* **What the task requires**
Please count how many lines in the records below contain the string "brown", treating uppercase and lowercase as different. Give only the number.

┄┄┄┄┄┄┄┄┄┄┄┄┄┄┄┄┄┄┄┄

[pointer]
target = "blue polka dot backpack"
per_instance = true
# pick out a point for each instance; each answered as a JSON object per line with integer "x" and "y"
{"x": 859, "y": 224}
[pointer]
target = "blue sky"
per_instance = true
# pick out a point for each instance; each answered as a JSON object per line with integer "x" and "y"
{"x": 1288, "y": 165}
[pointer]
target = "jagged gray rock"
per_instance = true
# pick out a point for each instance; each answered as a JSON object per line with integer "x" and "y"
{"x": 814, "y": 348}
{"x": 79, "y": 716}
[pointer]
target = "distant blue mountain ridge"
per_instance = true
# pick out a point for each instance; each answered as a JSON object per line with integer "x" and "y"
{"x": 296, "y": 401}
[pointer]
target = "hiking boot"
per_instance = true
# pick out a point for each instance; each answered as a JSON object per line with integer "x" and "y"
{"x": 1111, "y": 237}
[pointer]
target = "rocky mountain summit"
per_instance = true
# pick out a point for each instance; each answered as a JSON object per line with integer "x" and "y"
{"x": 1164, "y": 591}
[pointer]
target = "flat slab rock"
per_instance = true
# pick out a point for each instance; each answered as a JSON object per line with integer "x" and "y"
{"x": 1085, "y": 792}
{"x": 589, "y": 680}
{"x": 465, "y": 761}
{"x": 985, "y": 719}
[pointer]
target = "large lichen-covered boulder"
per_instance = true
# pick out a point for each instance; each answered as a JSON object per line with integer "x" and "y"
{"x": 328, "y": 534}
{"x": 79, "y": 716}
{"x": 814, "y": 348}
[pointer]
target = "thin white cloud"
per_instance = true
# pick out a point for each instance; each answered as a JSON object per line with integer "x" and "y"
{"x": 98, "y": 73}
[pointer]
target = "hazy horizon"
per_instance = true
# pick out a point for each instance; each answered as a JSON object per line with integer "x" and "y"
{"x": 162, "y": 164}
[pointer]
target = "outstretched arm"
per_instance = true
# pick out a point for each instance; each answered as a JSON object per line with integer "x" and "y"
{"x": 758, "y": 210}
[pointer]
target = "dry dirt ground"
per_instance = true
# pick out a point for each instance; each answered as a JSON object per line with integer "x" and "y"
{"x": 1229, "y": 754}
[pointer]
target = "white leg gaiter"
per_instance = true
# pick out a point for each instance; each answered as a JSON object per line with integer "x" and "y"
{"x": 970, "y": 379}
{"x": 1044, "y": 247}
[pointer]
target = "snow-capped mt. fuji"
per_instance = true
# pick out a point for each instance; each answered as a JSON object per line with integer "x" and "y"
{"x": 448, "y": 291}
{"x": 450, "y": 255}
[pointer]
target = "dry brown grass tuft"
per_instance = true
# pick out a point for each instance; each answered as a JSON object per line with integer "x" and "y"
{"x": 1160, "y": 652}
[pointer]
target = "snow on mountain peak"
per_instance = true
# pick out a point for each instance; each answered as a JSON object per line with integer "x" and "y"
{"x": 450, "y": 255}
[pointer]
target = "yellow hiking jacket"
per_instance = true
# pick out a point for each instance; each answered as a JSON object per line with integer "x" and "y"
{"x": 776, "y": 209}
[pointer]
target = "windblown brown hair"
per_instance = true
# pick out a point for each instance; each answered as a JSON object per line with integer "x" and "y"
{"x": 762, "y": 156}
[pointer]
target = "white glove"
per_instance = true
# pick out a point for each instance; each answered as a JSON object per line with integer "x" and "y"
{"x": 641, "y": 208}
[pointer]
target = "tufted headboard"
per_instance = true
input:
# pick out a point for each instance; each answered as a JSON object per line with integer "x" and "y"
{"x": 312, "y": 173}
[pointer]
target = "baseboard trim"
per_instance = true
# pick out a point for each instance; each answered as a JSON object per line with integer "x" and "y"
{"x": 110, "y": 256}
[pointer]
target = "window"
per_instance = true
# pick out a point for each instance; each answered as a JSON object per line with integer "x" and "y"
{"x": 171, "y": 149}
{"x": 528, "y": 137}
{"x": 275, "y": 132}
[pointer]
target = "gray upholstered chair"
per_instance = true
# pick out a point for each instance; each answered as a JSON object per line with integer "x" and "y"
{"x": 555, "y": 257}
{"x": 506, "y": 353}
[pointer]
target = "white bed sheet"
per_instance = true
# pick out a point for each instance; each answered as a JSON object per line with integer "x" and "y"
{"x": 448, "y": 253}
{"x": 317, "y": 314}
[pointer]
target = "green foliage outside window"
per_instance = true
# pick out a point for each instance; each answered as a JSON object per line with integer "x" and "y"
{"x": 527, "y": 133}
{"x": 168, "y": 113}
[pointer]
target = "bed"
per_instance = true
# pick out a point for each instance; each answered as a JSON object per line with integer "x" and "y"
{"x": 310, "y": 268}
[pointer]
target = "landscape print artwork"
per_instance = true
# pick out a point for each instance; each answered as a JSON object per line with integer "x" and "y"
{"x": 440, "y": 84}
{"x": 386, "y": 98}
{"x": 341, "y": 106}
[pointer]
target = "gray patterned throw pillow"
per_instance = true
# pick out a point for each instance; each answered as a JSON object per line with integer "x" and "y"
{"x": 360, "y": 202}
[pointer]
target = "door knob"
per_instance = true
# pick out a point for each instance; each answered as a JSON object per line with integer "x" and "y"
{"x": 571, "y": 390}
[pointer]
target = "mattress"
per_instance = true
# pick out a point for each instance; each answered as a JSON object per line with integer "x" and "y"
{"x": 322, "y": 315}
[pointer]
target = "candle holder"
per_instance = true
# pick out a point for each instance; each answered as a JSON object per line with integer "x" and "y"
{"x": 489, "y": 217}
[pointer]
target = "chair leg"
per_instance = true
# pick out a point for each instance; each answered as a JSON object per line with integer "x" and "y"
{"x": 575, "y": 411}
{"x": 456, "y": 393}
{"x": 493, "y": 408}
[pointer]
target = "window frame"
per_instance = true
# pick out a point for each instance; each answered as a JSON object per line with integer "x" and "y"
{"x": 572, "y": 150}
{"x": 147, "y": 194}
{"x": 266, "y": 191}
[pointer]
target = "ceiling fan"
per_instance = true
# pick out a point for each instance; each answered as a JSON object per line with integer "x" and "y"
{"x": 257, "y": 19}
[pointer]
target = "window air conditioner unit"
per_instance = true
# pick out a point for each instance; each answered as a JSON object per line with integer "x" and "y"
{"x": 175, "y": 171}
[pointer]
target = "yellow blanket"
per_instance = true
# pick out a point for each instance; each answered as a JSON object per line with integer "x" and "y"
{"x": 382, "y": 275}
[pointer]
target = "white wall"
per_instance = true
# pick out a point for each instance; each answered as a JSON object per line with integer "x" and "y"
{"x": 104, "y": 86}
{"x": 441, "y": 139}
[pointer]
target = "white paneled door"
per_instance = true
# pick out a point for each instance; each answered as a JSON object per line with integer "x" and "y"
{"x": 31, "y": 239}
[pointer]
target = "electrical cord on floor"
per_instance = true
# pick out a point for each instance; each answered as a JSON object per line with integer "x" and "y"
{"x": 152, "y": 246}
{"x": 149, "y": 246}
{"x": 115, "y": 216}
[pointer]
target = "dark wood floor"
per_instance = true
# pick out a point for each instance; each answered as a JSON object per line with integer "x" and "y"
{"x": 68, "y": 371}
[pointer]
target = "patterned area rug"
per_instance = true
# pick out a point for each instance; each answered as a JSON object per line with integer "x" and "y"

┄┄┄┄┄┄┄┄┄┄┄┄┄┄┄┄┄┄┄┄

* **Reply to the exercise**
2